**Extracted records:**
++++++++

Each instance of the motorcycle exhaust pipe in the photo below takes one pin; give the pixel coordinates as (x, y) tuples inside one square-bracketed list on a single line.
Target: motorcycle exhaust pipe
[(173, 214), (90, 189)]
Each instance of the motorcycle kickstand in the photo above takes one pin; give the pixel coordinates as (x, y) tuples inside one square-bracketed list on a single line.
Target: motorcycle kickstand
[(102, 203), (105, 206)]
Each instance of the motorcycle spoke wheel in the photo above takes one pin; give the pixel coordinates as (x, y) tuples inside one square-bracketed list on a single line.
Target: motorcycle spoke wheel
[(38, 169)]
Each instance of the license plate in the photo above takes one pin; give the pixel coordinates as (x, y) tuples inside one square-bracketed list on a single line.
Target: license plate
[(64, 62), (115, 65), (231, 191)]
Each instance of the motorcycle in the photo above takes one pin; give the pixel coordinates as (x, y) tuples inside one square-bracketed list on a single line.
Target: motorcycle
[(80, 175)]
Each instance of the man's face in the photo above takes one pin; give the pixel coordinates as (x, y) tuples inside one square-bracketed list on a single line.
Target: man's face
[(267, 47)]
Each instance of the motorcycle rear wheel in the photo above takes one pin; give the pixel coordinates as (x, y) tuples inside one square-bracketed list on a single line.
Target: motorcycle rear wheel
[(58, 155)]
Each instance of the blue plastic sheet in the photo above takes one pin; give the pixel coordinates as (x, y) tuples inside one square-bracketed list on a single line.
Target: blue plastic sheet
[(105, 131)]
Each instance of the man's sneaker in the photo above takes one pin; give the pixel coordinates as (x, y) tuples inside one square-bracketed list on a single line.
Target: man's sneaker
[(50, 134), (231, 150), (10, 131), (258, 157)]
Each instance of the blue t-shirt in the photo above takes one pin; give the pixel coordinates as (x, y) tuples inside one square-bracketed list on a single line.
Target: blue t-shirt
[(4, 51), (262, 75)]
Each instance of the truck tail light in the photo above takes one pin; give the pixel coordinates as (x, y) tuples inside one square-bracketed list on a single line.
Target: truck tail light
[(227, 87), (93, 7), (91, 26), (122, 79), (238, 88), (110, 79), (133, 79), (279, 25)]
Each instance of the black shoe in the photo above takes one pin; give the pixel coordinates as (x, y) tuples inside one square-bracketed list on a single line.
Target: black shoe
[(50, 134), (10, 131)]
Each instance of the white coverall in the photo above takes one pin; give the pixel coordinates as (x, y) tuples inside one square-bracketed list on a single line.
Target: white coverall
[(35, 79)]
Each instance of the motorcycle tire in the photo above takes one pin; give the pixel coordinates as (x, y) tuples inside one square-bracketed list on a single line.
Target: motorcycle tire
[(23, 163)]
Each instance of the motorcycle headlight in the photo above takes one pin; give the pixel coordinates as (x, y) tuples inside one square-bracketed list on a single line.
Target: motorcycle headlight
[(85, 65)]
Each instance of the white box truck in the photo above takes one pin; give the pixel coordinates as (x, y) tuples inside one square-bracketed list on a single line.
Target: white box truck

++++++++

**Work required:**
Copy everything from the line containing "Each instance of the motorcycle kickstand" down to the line containing "[(38, 169)]", both ends included and nothing else, with all other text left as is. Multiply each x and y coordinate in the point lists by 1.2, and round to whole numbers with halves rounded up.

**Completed task:**
Each instance of the motorcycle kickstand in the photo above takes one pin; give the pixel coordinates as (x, y) tuples inside one square-bracketed list on a single line.
Target: motorcycle kickstand
[(122, 244), (126, 247)]
Each instance of the motorcycle spoke wheel in the photo above takes one pin; give the pixel coordinates as (x, y) tuples inside one square-bracketed list on a single line.
Target: motorcycle spoke wheel
[(46, 203)]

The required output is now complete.